| List of tasks |
a) Copy word for word the section of the Hochelaga description that begins with the words containing "On October 2, 1535, the" and ends with "on the beach.".
b) Name every river mentioned in the Hochelaga description.

Description of Hochelaga

On October 2, 1535, the French arrived at Hochelaga, an Iroquoian village on the island of Montreal, as we call it today. More than a thousand people greeted the sailors. Many children were brought to the French to touch them. Cartier offered presents to the villagers. Then the sailors withdrew to their boats for the night, while the natives danced and lit fires on the beach.

Living in their village, these first nation people were settled and belonged to the Iroquois Confederacy of Five Nations.

On October 3, the explorers visited Hochelaga for the first time. The village was surrounded by tilled fields, full of the wheat “which is like the millet of Brazil.” Cartier described Hochelaga as a large settlement of about fifty houses.

Surrounded by a wooden palisade, the village was built in a circle. At several points along the wall, there were galleries with ladders ascending to them. Rocks and stones were stocked up there for guard and defense.

Wooden house, about fifty by fifteen paces large, had roofs and sides made of strips of bark or of wood.

According to Cartier, each house had individual rooms for family members and a living room with a fireplace and a garner.

Cartier reported that the natives considered the French to have supernatural powers of some kind: the chief, lying crippled on a deerskin, asked the captain to touch his legs and arms hoping to get cured. Right after that, according to Cartier’s log, “many sick persons were brought to Cartier, some blind, others with but one eye, others lame or impotent and others so extremely old that their eyelids hung down to their cheeks.” Moved by such trust in him, Cartier devoted a couple of hours to making the sign of the cross over the sick Natives.

The village of Hochelaga looked built as a strategic site. Indeed, the inhabitants oversaw canoe traffic on both sides of the island and levied tribute on non-Iroquois who wished to use any of the rivers nearby: the St. Lawrence, the Des Prairies River, and the Mille-Iles River.

On October 4, the French returned to their ship, the Emerillon. The next day, they left Hochelaga and after a six-day sailing they reached the St. Charles River.

This account presents the oldest description of the Montreal Island’s original settlement.

| Extracted data |
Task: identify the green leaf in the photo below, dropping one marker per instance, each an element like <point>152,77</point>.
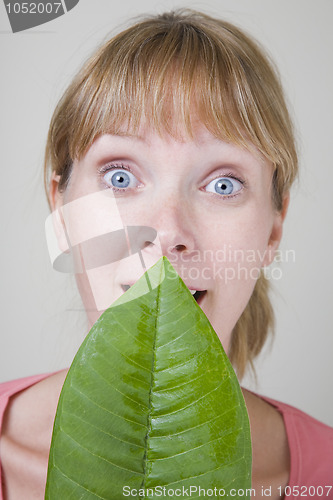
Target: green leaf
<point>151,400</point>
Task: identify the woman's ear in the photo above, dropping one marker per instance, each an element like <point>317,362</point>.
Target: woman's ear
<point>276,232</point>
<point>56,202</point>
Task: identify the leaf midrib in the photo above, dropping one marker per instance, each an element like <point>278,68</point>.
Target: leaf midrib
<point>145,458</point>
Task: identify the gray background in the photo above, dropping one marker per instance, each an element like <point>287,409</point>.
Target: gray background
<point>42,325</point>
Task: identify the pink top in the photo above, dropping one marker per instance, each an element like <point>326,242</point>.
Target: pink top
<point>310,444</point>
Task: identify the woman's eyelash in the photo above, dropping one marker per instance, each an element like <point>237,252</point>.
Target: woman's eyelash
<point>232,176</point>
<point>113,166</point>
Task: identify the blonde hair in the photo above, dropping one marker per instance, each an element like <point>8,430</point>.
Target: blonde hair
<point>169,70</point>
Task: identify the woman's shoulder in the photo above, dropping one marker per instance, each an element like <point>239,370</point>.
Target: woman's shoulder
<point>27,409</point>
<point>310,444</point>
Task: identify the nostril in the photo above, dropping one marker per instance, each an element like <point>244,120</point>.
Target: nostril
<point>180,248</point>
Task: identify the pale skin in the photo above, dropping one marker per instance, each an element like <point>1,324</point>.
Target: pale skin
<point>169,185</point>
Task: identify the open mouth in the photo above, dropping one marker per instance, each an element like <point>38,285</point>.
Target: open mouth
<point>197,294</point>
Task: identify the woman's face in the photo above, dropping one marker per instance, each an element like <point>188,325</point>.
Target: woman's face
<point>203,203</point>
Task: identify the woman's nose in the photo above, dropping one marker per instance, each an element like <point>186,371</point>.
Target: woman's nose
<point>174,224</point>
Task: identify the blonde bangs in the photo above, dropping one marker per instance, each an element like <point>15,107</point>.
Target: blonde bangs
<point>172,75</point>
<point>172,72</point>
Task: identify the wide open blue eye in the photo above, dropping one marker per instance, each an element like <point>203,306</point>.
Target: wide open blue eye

| Answers below |
a)
On October 2, 1535, the French arrived at Hochelaga, an Iroquoian village on the island of Montreal, as we call it today. More than a thousand people greeted the sailors. Many children were brought to the French to touch them. Cartier offered presents to the villagers. Then the sailors withdrew to their boats for the night, while the natives danced and lit fires on the beach.

b)
St. Lawrence
Des Prairies River
Mille-Iles River
St. Charles River